::: Page :::

Republic v Benard Imbiru Misigo [2013] KEHC 1029 (KLR)
Full Case Text
REPUBLIC OF KENYA
IN THE HIGH COURT OF KENYA AT ELDORET
CRIMINAL CASE NO. 15 OF 2004
REPUBLIC …..................................................................... PROSECUTOR
VERSUS
BENARD IMBIRU MISIGO ........................................................... ACCUSED
RULING ON A CASE TO ANSWER
The accused, Benard Imbiru Misigo is charged with the offence of murder contrary to Section 203 as red with Section 204 of the Penal Code.
Particulars of the charge are that on the 15th day of February, 2004 at Kipture Village in Nandi North District within the Rift Valley Province, murdered Sarah S'eanzu.
The standard of proof as to whether the prosecution has established a prima facie case was laid down in the celebrated case of RAMANLAL TRAMBAKLAL BHATT -VS- REPUBLIC (1957) E.A. 332 as follows:-
"(i) The onus is on the prosecution to prove its case beyond reasonable doubt and a prima facie case is not made out if at the close of the prosecution, the case is merely one which on full consideration might possibly be thought sufficient to sustain a conviction.
(ii) The question whether there is a case to answer cannot depend only on whether there is 'some' evidence irrespective of its credibility or weight sufficient to put the accused on his defence. A mere scintilla of evidence can never be enough; nor can any amount of worthless discredited evidence."
And in R -VS- JAGJIVAN M. PATEL AND OTHERS 1, TLR, 85 the learned Judge said;
"All the court has to decide at the close of evidence of the charge is whether a case is made out against the accused just sufficiently to require him to make a defence, it may be a strong case or it may be a weak case. The court is not required at this stage to apply, its mind in deciding finally whether the evidence is worthy of credit or whether, if believed, it is weighty enough to prove the case conclusively, beyond reasonable doubt. A ruling that there is a case to answer would be justified, in my opinion, in a border line case where the court, though not satisfied as to conclusiveness of the prosecution evidence, is yet of opinion that the case made out is one which on full consideration might possibly be thought sufficient to sustain a conclusion."

::: Records provided :::

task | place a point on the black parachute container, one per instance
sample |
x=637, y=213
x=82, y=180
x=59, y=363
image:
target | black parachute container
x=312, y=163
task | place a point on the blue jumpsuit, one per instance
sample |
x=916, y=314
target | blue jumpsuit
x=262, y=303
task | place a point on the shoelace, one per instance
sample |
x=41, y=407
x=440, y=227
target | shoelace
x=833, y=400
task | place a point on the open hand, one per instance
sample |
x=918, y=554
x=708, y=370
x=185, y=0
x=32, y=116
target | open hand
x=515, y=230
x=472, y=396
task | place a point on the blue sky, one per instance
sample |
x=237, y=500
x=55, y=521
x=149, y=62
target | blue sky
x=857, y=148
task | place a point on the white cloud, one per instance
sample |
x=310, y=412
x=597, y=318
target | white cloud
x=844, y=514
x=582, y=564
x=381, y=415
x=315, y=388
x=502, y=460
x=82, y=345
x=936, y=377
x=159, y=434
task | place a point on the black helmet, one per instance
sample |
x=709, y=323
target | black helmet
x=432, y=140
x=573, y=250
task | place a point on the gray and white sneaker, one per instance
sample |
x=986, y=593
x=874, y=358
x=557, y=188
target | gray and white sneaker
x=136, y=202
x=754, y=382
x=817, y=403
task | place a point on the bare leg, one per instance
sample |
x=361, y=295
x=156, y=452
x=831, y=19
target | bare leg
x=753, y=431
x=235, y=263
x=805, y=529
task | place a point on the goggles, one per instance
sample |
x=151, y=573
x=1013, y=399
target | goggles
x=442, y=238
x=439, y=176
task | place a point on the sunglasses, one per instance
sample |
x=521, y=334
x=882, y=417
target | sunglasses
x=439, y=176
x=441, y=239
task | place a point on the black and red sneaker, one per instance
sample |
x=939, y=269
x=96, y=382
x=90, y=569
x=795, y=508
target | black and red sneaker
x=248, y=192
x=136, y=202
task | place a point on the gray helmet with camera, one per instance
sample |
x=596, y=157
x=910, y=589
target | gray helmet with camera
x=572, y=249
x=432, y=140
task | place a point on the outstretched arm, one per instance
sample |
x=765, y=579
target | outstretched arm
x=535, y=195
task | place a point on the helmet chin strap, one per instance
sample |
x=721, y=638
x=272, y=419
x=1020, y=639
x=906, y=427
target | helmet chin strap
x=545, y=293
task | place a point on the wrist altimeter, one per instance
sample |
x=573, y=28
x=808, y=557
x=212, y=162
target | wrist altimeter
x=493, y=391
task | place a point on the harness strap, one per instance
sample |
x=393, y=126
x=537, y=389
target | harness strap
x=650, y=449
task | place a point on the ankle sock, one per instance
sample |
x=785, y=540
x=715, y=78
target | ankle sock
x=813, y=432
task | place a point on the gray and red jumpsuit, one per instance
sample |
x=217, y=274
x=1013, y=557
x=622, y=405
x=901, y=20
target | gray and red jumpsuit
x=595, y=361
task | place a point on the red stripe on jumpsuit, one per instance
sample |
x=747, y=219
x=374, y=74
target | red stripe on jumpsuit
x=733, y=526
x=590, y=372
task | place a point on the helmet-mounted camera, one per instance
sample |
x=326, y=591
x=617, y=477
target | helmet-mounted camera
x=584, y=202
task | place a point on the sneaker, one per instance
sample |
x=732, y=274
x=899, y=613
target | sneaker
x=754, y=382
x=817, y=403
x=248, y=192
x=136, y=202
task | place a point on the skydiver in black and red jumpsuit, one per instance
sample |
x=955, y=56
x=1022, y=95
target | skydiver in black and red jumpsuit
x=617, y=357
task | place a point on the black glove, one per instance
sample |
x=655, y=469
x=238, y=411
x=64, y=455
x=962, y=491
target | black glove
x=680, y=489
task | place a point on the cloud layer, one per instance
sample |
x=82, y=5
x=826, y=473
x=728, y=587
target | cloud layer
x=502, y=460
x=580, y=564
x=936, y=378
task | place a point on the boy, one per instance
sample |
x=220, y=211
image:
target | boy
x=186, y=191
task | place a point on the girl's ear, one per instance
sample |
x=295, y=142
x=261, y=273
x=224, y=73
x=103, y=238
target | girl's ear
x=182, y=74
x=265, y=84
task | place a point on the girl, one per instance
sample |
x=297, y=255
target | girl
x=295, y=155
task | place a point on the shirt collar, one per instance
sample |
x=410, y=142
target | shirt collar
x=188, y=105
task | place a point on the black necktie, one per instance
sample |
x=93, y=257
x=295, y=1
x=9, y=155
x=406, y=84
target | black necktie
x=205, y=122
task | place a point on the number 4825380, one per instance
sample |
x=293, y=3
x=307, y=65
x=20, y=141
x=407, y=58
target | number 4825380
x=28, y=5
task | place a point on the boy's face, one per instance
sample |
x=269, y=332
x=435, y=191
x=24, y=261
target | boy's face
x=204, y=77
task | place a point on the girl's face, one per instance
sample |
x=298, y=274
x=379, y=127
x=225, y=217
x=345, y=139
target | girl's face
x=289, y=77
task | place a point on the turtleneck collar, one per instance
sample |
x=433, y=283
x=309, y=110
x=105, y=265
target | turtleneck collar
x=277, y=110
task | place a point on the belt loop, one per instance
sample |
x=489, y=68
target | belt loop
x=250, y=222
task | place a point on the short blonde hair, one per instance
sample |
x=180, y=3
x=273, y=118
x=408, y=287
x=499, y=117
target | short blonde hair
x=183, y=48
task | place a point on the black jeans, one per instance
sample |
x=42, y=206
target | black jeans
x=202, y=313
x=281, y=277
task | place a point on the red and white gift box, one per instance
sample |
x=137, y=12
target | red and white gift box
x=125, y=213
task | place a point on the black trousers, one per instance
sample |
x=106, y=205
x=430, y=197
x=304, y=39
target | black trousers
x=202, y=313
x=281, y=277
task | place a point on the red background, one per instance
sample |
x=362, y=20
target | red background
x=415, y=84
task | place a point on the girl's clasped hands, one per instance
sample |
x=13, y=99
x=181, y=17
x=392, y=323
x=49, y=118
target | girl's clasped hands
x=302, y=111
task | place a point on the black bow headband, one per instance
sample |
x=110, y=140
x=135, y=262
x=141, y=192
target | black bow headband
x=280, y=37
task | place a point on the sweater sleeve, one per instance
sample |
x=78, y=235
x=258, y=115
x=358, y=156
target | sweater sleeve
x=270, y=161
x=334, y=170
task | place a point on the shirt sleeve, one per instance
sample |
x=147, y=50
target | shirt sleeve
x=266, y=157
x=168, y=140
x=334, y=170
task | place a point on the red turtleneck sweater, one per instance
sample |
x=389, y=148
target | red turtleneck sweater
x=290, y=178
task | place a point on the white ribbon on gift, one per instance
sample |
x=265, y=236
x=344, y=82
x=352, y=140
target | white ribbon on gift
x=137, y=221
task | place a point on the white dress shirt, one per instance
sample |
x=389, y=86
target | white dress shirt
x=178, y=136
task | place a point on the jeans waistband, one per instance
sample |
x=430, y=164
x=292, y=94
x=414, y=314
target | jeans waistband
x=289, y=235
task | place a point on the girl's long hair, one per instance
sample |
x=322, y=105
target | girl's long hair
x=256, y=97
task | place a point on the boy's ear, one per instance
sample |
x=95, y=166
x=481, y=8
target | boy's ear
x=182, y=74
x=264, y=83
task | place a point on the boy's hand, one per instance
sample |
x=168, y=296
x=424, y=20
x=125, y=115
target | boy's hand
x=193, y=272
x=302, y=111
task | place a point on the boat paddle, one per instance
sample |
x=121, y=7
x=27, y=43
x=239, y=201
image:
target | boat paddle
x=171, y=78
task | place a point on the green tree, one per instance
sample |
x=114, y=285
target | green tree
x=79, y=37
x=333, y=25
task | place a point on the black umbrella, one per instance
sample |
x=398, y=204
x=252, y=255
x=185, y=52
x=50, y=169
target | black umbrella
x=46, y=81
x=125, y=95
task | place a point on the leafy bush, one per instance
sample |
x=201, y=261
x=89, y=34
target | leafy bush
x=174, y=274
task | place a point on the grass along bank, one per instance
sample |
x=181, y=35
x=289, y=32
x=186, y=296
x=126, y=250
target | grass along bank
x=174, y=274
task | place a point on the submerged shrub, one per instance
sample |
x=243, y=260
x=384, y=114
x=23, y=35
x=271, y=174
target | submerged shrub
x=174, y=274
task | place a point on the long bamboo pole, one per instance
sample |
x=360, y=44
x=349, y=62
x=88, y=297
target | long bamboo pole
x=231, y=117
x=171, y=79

:::

▶ _Jobs_:
(1) In the ruling, rewrite the quoted paragraph beginning "All the court has to decide" as a short bulleted list that keeps its main points.
(2) Give a continuation of the ruling on a case to answer, starting after its last sentence.
The entries are not needed for any of this work.

▶ _Results by task_:
(1)
- At the close of the prosecution evidence, the court decides only whether a case is made out against the accused sufficiently to require a defence.
- That case may be strong or weak.
- At this stage the court does not finally decide whether the evidence is credible, or whether, if believed, it proves the case conclusively beyond reasonable doubt.
- A ruling that there is a case to answer is justified in a borderline case where the court is not satisfied that the prosecution evidence is conclusive, but thinks the case on full consideration might possibly be thought sufficient to sustain a conclusion.

(2)
I took over the conduct of this case from the evidence of PW6. Effectively I only heard the evidence of both PW6 and PW7 who are the doctors who produced the deceased's Post Mortem Report and the Investigating Officer.
I have in addition, had the advantage of reading the typed proceedings of the evidence of other prosecution witnesses. PW1 who is the key prosecution witness testified that she heard screams coming from the house of the accused. That she ran towards the house and as she approached the house saw the accused run out and the deceased lying down near the door. She said she ran to call her aunt, Sally. That after 30 minutes when she returned to the scene, she saw the accused with cut wounds on the legs and the deceased was lying in the house. The accused was also holding a panga.
PW2, in corroborating the testimony of PW1 confirmed seeing blood stains in the house of the accused. She said both the accused and the deceased were lying down. That the deceased had cuts on the forehead, throat and across the eyes and she was covered with a blanket as she lay dead.
The Post Mortem report was produced by PW6. The injuries observed by the witness were consistent with the evidence of PW1. Other witnesses who visited the scene confirmed the deceased was found dead in the house of the accused.
Prima facie therefore, the prosecution has demonstrated that the accused has a case to answer and I accordingly put him on his defence.
DATED and DELIVERED at ELDORET this 19th day of November, 2013.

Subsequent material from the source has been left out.